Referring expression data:
■ ■ ■ ■ ■ ■ ■

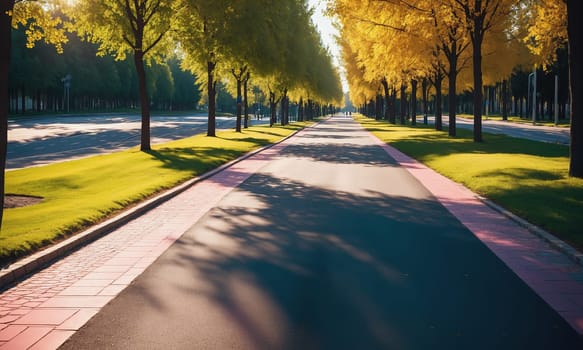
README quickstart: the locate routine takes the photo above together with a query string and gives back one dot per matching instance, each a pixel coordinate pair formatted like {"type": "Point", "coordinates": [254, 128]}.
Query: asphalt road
{"type": "Point", "coordinates": [540, 133]}
{"type": "Point", "coordinates": [42, 140]}
{"type": "Point", "coordinates": [330, 246]}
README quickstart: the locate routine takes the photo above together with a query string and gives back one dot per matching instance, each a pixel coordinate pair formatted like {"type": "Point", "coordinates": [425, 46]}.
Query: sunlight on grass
{"type": "Point", "coordinates": [83, 192]}
{"type": "Point", "coordinates": [526, 177]}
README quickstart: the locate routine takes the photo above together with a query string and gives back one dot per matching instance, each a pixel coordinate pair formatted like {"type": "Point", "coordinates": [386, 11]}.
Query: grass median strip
{"type": "Point", "coordinates": [80, 193]}
{"type": "Point", "coordinates": [528, 178]}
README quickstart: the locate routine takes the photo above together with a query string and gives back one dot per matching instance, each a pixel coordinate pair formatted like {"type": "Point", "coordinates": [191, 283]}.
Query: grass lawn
{"type": "Point", "coordinates": [83, 192]}
{"type": "Point", "coordinates": [528, 178]}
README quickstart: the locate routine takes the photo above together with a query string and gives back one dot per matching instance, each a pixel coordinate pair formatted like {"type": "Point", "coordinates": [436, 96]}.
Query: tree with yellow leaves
{"type": "Point", "coordinates": [123, 27]}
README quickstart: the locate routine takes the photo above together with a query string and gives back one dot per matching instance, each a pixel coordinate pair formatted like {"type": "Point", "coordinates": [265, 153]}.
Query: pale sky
{"type": "Point", "coordinates": [328, 33]}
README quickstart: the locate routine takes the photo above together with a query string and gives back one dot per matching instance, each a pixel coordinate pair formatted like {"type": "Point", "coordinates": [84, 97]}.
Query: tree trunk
{"type": "Point", "coordinates": [387, 99]}
{"type": "Point", "coordinates": [478, 90]}
{"type": "Point", "coordinates": [575, 31]}
{"type": "Point", "coordinates": [452, 103]}
{"type": "Point", "coordinates": [504, 99]}
{"type": "Point", "coordinates": [403, 104]}
{"type": "Point", "coordinates": [5, 46]}
{"type": "Point", "coordinates": [438, 109]}
{"type": "Point", "coordinates": [212, 92]}
{"type": "Point", "coordinates": [144, 100]}
{"type": "Point", "coordinates": [301, 110]}
{"type": "Point", "coordinates": [393, 111]}
{"type": "Point", "coordinates": [22, 100]}
{"type": "Point", "coordinates": [239, 105]}
{"type": "Point", "coordinates": [413, 102]}
{"type": "Point", "coordinates": [424, 87]}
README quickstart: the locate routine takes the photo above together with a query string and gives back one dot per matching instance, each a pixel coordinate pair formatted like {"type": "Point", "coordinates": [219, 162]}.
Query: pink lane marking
{"type": "Point", "coordinates": [533, 260]}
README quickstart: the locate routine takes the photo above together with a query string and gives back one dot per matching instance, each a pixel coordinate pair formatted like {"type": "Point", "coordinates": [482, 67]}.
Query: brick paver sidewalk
{"type": "Point", "coordinates": [44, 310]}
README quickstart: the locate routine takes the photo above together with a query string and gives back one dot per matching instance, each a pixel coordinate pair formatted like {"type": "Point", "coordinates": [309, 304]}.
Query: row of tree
{"type": "Point", "coordinates": [272, 42]}
{"type": "Point", "coordinates": [38, 80]}
{"type": "Point", "coordinates": [404, 47]}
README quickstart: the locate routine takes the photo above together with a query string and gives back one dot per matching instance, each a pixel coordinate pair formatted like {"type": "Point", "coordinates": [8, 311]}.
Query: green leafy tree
{"type": "Point", "coordinates": [137, 27]}
{"type": "Point", "coordinates": [42, 25]}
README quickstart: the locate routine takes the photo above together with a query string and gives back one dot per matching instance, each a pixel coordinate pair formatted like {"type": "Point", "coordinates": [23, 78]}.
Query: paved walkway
{"type": "Point", "coordinates": [44, 310]}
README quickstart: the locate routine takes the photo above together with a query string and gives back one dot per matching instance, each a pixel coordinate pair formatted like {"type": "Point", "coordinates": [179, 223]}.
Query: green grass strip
{"type": "Point", "coordinates": [80, 193]}
{"type": "Point", "coordinates": [528, 178]}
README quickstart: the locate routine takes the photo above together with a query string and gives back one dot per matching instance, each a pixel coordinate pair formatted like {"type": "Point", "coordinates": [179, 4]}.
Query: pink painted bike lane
{"type": "Point", "coordinates": [551, 274]}
{"type": "Point", "coordinates": [45, 309]}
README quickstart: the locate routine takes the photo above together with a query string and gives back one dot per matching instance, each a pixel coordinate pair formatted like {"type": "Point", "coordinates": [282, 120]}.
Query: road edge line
{"type": "Point", "coordinates": [39, 260]}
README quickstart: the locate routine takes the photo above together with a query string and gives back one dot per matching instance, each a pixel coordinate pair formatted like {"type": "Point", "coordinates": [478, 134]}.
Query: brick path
{"type": "Point", "coordinates": [44, 310]}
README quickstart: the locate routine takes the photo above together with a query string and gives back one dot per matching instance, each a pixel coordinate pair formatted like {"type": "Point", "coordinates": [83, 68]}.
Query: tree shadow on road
{"type": "Point", "coordinates": [306, 267]}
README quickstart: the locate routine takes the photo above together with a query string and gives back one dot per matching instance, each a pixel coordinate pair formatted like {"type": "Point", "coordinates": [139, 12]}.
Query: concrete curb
{"type": "Point", "coordinates": [555, 242]}
{"type": "Point", "coordinates": [43, 258]}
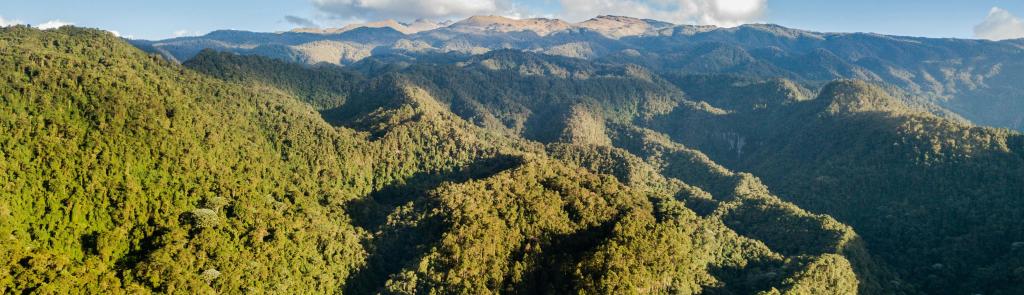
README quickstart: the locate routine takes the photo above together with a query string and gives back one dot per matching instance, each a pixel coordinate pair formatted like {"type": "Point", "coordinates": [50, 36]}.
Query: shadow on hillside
{"type": "Point", "coordinates": [393, 248]}
{"type": "Point", "coordinates": [555, 261]}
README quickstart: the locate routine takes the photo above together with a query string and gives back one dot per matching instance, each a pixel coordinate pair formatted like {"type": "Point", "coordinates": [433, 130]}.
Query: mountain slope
{"type": "Point", "coordinates": [128, 173]}
{"type": "Point", "coordinates": [974, 79]}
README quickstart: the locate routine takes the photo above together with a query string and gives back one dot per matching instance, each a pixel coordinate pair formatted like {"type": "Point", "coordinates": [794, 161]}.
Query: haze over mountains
{"type": "Point", "coordinates": [613, 156]}
{"type": "Point", "coordinates": [973, 79]}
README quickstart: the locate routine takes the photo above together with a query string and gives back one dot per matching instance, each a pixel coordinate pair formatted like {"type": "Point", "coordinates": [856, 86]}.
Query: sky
{"type": "Point", "coordinates": [160, 19]}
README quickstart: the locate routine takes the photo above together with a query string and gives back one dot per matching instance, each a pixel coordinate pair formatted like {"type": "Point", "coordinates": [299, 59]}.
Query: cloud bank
{"type": "Point", "coordinates": [8, 23]}
{"type": "Point", "coordinates": [718, 12]}
{"type": "Point", "coordinates": [999, 25]}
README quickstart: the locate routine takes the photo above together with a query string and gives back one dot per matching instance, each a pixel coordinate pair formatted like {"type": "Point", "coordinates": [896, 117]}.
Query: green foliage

■ ■ ■ ■ ■ ■ ■

Assignment: Write out the records once more, exactly as they stand, with no images.

Written reply:
README quickstart: the locate routine takes the photo above together with a query string and gives back one dot per matching instance, each a pixel coordinate pair formatted like {"type": "Point", "coordinates": [254, 128]}.
Query: asphalt road
{"type": "Point", "coordinates": [540, 133]}
{"type": "Point", "coordinates": [42, 140]}
{"type": "Point", "coordinates": [330, 246]}
README quickstart: the locate routine takes the photo above together with a query string and gives back one dot per matching instance, each a pixel coordinate pair formatted like {"type": "Point", "coordinates": [425, 46]}.
Query: sunlight on grass
{"type": "Point", "coordinates": [83, 192]}
{"type": "Point", "coordinates": [526, 177]}
README quickstart: the locate routine takes the photo above together with a query string and gives back one dot per matching instance, each a pixel coordinate pair formatted like {"type": "Point", "coordinates": [386, 11]}.
Query: grass median strip
{"type": "Point", "coordinates": [80, 193]}
{"type": "Point", "coordinates": [528, 178]}
README quickstart: the locate routine takes the photo above together with a query string and gives back one dot per matching instance, each a pixel coordinate pair formatted like {"type": "Point", "coordinates": [191, 283]}.
Query: grass lawn
{"type": "Point", "coordinates": [83, 192]}
{"type": "Point", "coordinates": [528, 178]}
README quickstart: the locate routine takes the photo above together with a query string and gives back one dot per matching instance, each a pixel coordinate pair formatted like {"type": "Point", "coordinates": [436, 96]}.
Query: tree with yellow leaves
{"type": "Point", "coordinates": [123, 27]}
README quickstart: the locate routine takes the photo above together with a query string and gives back one dot per matching instance, each a pixel coordinate pair formatted like {"type": "Point", "coordinates": [265, 153]}.
Query: pale sky
{"type": "Point", "coordinates": [328, 33]}
README quickstart: the locate routine takes the photo above together with a query string and gives back one dot per matching instance, each a pixel coordinate pair formatted like {"type": "Point", "coordinates": [84, 97]}.
Query: tree trunk
{"type": "Point", "coordinates": [387, 99]}
{"type": "Point", "coordinates": [478, 90]}
{"type": "Point", "coordinates": [575, 31]}
{"type": "Point", "coordinates": [452, 103]}
{"type": "Point", "coordinates": [504, 99]}
{"type": "Point", "coordinates": [403, 104]}
{"type": "Point", "coordinates": [5, 46]}
{"type": "Point", "coordinates": [438, 109]}
{"type": "Point", "coordinates": [212, 92]}
{"type": "Point", "coordinates": [144, 100]}
{"type": "Point", "coordinates": [301, 110]}
{"type": "Point", "coordinates": [393, 111]}
{"type": "Point", "coordinates": [22, 100]}
{"type": "Point", "coordinates": [239, 105]}
{"type": "Point", "coordinates": [413, 102]}
{"type": "Point", "coordinates": [424, 87]}
README quickstart: the locate routine takes the photo above together with a query string and gives back one dot per matching instance, each a pixel coordinate pair formatted like {"type": "Point", "coordinates": [219, 162]}.
Query: pink lane marking
{"type": "Point", "coordinates": [533, 260]}
README quickstart: the locate routine takes the photo above together with a query string and gives back one dot per matching instance, each a pixel coordinate pair formatted like {"type": "Point", "coordinates": [482, 67]}.
Query: brick paver sidewalk
{"type": "Point", "coordinates": [44, 310]}
README quickstart: the locate routine takes the photo above together with a query string and gives back one dot per matching instance, each a pixel coordinate pair formatted like {"type": "Point", "coordinates": [309, 304]}.
Query: row of tree
{"type": "Point", "coordinates": [272, 42]}
{"type": "Point", "coordinates": [38, 80]}
{"type": "Point", "coordinates": [404, 47]}
README quickstart: the locate routine takes the photo above together with a query string and gives back one dot per matching instance, each a pixel coordinate pair formatted like {"type": "Point", "coordinates": [8, 311]}.
Query: green leafy tree
{"type": "Point", "coordinates": [137, 27]}
{"type": "Point", "coordinates": [42, 25]}
README quickstart: the locate routine takes the photo above together with a query string and gives back one dot per matching instance, each a pixel coordinate pair formatted like {"type": "Point", "coordinates": [23, 78]}.
Query: paved walkway
{"type": "Point", "coordinates": [44, 310]}
README quickstart: the locate routine takes the photo above together with a query string and gives back one dot per matching instance, each a pixel coordinate pair formatted like {"type": "Point", "coordinates": [179, 223]}.
Query: green grass strip
{"type": "Point", "coordinates": [80, 193]}
{"type": "Point", "coordinates": [528, 178]}
README quickstart: the locate routine takes the photo above together with a query string and gives back one dot per matching instance, each a pixel coordinate pair formatted like {"type": "Point", "coordinates": [179, 4]}.
Query: pink painted bike lane
{"type": "Point", "coordinates": [551, 274]}
{"type": "Point", "coordinates": [45, 309]}
README quickstart: the locate routine takes the photo above together with a query string and gives back one dot per matching instance, each a pixel coordinate pair formatted like {"type": "Point", "coordinates": [282, 120]}.
Query: road edge line
{"type": "Point", "coordinates": [39, 260]}
README quickstart: the locate routine takes the photo above together with a query string and gives back one dot per matching instance, each a pixel coordinate pair formatted like {"type": "Point", "coordinates": [478, 134]}.
Query: brick path
{"type": "Point", "coordinates": [44, 310]}
README quickstart: the locate routine takes the photo above together with a query string and gives back one dot per matching instance, each a pixel coordinate pair formatted like {"type": "Point", "coordinates": [83, 68]}.
Query: tree shadow on road
{"type": "Point", "coordinates": [306, 267]}
README quickstart: the locate routine takes the photo above together with a query string and gives back one dot per matching instance, each a pixel coordinate pair formatted like {"type": "Point", "coordinates": [139, 12]}.
Query: concrete curb
{"type": "Point", "coordinates": [555, 242]}
{"type": "Point", "coordinates": [43, 258]}
README quickstart: the locate routine takes the photo above together with a query string and gives back one dot per matching instance, each a pixel coordinate pair formatted like {"type": "Point", "coordinates": [50, 36]}.
Query: shadow on hillside
{"type": "Point", "coordinates": [393, 248]}
{"type": "Point", "coordinates": [555, 261]}
README quickstart: the locate routine takes the photo above together with a query string and gives back one dot per matching instance, each a pixel coordinate pair formatted like {"type": "Point", "coordinates": [433, 130]}.
Query: mountain slope
{"type": "Point", "coordinates": [128, 173]}
{"type": "Point", "coordinates": [974, 79]}
README quickstart: the locate routine takes the photo above together with a query string and gives back one dot per matching instance, each a pixel coordinate pair formatted like {"type": "Point", "coordinates": [794, 161]}.
Query: haze over mountains
{"type": "Point", "coordinates": [613, 156]}
{"type": "Point", "coordinates": [973, 79]}
README quickstart: the locate routine takes the photo above together with a query string and gives back one dot per matching instance, each a pixel coordinate pair formatted like {"type": "Point", "coordinates": [856, 86]}.
Query: sky
{"type": "Point", "coordinates": [160, 19]}
README quickstart: the locate routine takes the photo above together with a query string and gives back one dot per matching instance, each a pixel coordinate pair formatted like {"type": "Point", "coordinates": [299, 59]}.
Query: cloud bank
{"type": "Point", "coordinates": [8, 23]}
{"type": "Point", "coordinates": [718, 12]}
{"type": "Point", "coordinates": [999, 25]}
README quickstart: the locate routine takes the photo above together with a query string and gives back one dot per matching instance, each a pixel coordinate pair formatted like {"type": "Point", "coordinates": [896, 117]}.
Query: green foliage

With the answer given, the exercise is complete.